Available data
......
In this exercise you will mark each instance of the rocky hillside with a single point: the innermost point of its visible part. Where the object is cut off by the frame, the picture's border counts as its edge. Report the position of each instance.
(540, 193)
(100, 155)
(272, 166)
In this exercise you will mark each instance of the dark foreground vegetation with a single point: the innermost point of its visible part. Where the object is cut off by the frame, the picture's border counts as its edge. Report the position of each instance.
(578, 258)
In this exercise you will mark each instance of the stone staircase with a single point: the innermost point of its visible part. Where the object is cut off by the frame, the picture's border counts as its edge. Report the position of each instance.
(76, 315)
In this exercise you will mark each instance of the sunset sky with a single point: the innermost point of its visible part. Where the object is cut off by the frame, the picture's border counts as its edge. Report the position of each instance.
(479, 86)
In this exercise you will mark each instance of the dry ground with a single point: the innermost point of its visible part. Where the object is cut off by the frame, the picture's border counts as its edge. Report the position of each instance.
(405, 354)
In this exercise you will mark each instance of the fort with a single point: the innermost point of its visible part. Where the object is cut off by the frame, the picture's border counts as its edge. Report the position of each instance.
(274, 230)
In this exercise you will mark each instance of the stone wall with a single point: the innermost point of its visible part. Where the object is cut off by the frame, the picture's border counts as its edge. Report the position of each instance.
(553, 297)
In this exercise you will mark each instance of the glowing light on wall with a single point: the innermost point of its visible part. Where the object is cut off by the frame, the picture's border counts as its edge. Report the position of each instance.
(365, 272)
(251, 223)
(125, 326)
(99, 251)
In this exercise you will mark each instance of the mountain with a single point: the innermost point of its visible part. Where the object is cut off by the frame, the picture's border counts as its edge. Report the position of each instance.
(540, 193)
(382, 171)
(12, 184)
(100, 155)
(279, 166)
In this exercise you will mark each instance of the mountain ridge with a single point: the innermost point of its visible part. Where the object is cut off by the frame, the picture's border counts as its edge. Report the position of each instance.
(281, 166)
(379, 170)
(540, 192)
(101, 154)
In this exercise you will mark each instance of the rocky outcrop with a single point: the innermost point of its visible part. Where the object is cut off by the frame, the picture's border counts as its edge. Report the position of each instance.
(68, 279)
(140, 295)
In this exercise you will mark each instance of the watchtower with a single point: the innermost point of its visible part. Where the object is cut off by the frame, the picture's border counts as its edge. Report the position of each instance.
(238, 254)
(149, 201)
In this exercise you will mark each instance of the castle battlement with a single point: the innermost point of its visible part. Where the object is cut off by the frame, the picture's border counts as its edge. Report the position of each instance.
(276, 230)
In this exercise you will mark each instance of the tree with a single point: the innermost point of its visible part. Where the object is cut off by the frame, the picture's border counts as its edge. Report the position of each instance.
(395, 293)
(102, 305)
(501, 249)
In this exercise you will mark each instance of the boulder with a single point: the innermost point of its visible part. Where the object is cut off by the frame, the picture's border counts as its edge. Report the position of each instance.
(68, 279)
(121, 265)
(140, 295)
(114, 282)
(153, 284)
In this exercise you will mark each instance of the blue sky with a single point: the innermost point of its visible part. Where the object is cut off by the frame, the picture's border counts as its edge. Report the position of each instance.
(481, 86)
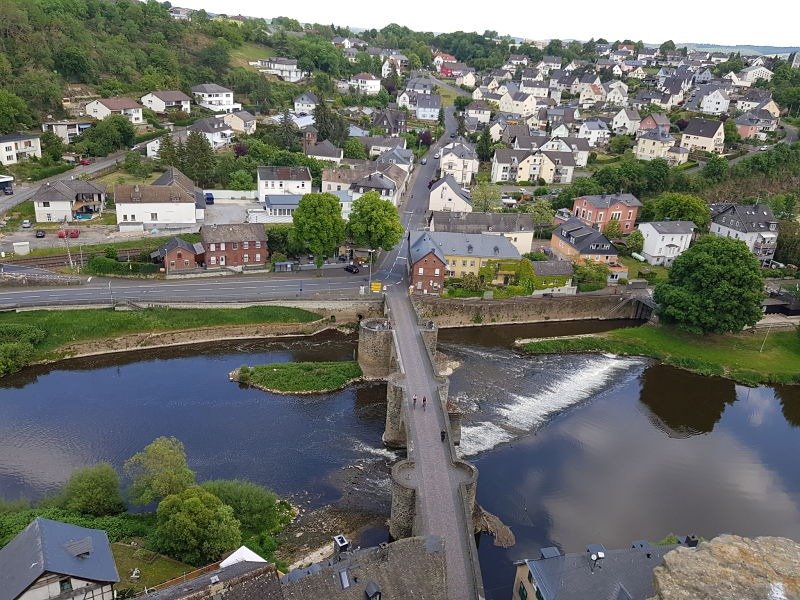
......
What is expected
Give every entry again as it is, dropping its pictures.

Task solution
In this exercise you will mark each instance of the rocky hillside with a single point: the innermost point of its visible part. Where the object is cut off by the frame, the picture's border counts as its edge. Report the position of each instance.
(540, 193)
(100, 155)
(272, 166)
In this exercise you will mark each instance of the dark foreground vegetation with a single point: the innermost point of its visible part. Where the object is cut off by the frame, the picture's border counts as its edge. Report the position of each instance.
(578, 258)
In this exercise you will mark each instance of the stone staircase with a single point: the innermost point of its visible part. Where the object is cut off by the frame, the picture's border counts as its edge. Report the position of each instance.
(76, 315)
In this exercise you will mark each instance of the sunset sky with a single point: the innermost point of its visible part. Where the object is cut off by the frame, the picture's border counts as its edge. Report the position of each instance.
(479, 86)
In this exercise you will mark each instance of the dry ground with a single point: the innermost point of its visible part. Where the object is cut off by the frame, the picture's border counts as its edge. Report the position of each instance.
(405, 354)
In this exercise you will mark each instance of the fort with a single point: the innermost point of its visible part. Where the object is cut off by the frame, the picture's border counts as its edge. Report the position of each instance.
(274, 230)
In this exercise you will mark each instance of the stone wall with a single point: the innermost point of its visible part. Where the object is cut off by the frame, the picture's border counts as its edge. Report the position of each instance.
(553, 297)
In this exercise you will mark each instance of the glowing light on wall with a single point: the innermost point of its visible part. Where the object is cut off by the frame, the picture's border counts as its edge. Report the position of each instance.
(365, 272)
(251, 223)
(125, 326)
(99, 251)
In this exercise you will mark each instance of the mountain with a single point: the innermost point of its visible part. Where the object is cut off by the frame, the picture's border counts as its edge. Report the position of each instance.
(540, 193)
(382, 171)
(12, 184)
(100, 155)
(279, 166)
In this exercise you will mark each instance of the mountain ridge with a single point: the innermost point of its visible part. Where the object is cut off by the frame, the picture's border counts as its edge. Report the position of each instance.
(281, 166)
(379, 170)
(540, 192)
(101, 154)
In this exercise you will mark each instance of the rocky outcrop with a single point: the innermost point of its visible part. Where the object is cut off by the frame, the picture's border counts as its edge. Report the position of each instance.
(68, 279)
(140, 295)
In this exercise you will mark each instance of the watchtower with a single point: the innermost point of its visible part. Where the object is cut off by the frame, the picture's border counts as its edge. Report the position of each instance.
(238, 254)
(149, 201)
In this exercise you will mark each instance of the castle battlement with a single point: the innermost point of its visible part. Where the object is cut off by the frame, the picture's border counts as its edge. Report the position of each instance.
(276, 230)
In this exercise you will mark each instance of the tree with a single point: the innermost point of its visible part. Where the object is cut off by the frame, the picture's border counts as its edge. Report the position of each instance.
(395, 293)
(102, 305)
(501, 249)
In this exercise you will mark each instance of the boulder with a single point: the innermost point of its visible part. Where the object is cut off by the frame, the picture's border counts as its edge. Report the position of each instance.
(68, 279)
(121, 265)
(140, 295)
(114, 282)
(153, 284)
In this exercise you will mark each instance of the blue sky with a single point: the innermost point of its visible part. Where the object is cut off by the frame, the picture's border counts as its edge. Report the position of each instance.
(481, 86)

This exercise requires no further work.